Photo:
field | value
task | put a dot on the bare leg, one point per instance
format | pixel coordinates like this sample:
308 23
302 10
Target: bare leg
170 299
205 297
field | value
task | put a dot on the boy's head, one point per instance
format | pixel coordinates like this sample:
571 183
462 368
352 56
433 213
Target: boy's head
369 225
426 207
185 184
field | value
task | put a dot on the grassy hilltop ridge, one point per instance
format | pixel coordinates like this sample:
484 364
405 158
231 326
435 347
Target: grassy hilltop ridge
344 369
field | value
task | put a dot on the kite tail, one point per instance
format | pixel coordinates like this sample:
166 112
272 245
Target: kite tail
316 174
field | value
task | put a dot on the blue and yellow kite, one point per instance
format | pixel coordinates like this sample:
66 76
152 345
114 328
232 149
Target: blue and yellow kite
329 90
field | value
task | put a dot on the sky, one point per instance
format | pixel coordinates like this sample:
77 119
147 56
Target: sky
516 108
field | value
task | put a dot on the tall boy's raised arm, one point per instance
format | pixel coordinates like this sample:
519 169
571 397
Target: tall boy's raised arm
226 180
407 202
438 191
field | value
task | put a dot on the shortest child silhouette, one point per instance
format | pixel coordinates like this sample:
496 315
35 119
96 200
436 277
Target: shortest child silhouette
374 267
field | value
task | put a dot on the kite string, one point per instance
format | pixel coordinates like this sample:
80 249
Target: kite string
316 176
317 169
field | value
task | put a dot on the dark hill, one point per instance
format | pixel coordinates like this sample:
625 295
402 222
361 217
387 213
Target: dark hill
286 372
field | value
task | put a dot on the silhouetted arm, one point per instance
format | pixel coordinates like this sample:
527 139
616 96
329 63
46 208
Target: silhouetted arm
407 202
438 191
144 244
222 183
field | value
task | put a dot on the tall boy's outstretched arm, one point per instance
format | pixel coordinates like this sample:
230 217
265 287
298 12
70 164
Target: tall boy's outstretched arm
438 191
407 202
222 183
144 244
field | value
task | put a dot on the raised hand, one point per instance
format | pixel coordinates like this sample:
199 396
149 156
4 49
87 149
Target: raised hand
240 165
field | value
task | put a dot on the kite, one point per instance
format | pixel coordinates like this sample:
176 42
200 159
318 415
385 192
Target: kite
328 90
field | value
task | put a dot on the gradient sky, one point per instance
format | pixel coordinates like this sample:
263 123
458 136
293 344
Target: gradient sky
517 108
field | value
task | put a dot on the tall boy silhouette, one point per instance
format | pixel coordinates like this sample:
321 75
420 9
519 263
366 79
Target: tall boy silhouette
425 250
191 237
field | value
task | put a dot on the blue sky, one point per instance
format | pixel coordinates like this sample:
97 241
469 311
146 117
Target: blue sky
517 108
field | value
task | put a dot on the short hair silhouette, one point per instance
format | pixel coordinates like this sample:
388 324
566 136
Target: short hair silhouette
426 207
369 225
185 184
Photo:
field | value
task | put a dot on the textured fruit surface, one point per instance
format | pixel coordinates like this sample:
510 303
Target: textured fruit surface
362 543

* [What needs to be done] Each line of the listing must appear in the answer exactly as above.

* [Finished task]
Photo:
field | value
task | put a dot on the bare leg, one point per instance
format | pixel coordinates like this sample:
308 23
302 10
Target: bare leg
170 299
205 297
field | value
task | put a dot on the boy's head, one point per instance
format | pixel coordinates like this sample:
571 183
462 368
352 56
433 213
Target: boy's head
369 225
426 207
185 184
field | value
task | put a dot on the grassy hilltop ridge, one point per instance
format | pixel coordinates like this sample:
484 364
405 158
231 326
435 347
Target: grassy hilltop ridge
344 369
field | value
task | put a dot on the kite tail, one point per instance
format | pixel coordinates like this sample:
166 112
272 245
Target: kite tail
316 174
field | value
task | put a dot on the blue and yellow kite, one point per instance
format | pixel coordinates like this sample:
66 76
152 345
114 328
232 149
Target: blue and yellow kite
329 90
field | value
task | put a dot on the sky, one point per instance
format | pixel coordinates like this sample:
77 119
147 56
Target: sky
516 108
field | value
task | put a dot on the tall boy's raised arm, one point per instance
format | pixel coordinates like this sample:
519 169
571 397
Target: tall boy's raised arm
226 180
407 202
438 191
field | value
task | put a dot on the shortest child silhouette, one point per instance
format | pixel coordinates like this sample:
496 315
35 119
96 200
436 277
Target: shortest child silhouette
374 267
field | value
task | put a dot on the kite string, one point per instance
format | pixel coordinates like this sample:
80 249
Target: kite string
316 176
317 169
field | value
task | put a dot on the dark hill, one point per instance
format | pixel coordinates like this sample:
625 295
402 222
361 217
387 213
Target: dark hill
286 372
field | value
task | put a dot on the silhouetted arm, one point per instance
format | pixel coordinates like this sample:
527 139
616 96
329 63
46 208
Target: silhouetted arm
407 202
438 191
144 244
222 183
field | value
task | put a dot on the tall boy's outstretched arm, one point per instance
format | pixel coordinates like this sample:
230 217
265 287
298 12
70 164
Target: tall boy's outstretched arm
438 191
407 202
222 183
144 244
field | value
task | put a dot on the raised hand, one point per instance
format | pixel coordinates like this sample:
199 396
149 156
4 49
87 149
Target: raised hand
240 165
field | value
task | put a dot on the kite, one point per instance
format | pixel coordinates like this sample:
176 42
200 159
318 415
385 192
Target: kite
328 90
field | value
task | put a dot on the gradient sky, one point per instance
format | pixel coordinates like this sample:
263 123
458 136
293 344
Target: gradient sky
517 108
field | value
task | put a dot on the tall boy silhouette, one point per instance
format | pixel coordinates like this sample:
321 75
420 9
519 263
366 79
Target: tall boy silhouette
425 250
191 237
field | value
task | put a dot on the blue sky, one point per instance
format | pixel coordinates like this sample:
97 241
469 311
146 117
Target: blue sky
517 108
field | value
task | put a dot on the short hair silhouette, one point per instance
format | pixel coordinates like this sample:
388 324
566 136
Target: short hair silhouette
426 207
369 225
185 184
Photo:
field | value
task | put a dot on the textured fruit surface, one point per instance
format | pixel coordinates like this sample:
510 303
Target: textured fruit surface
362 543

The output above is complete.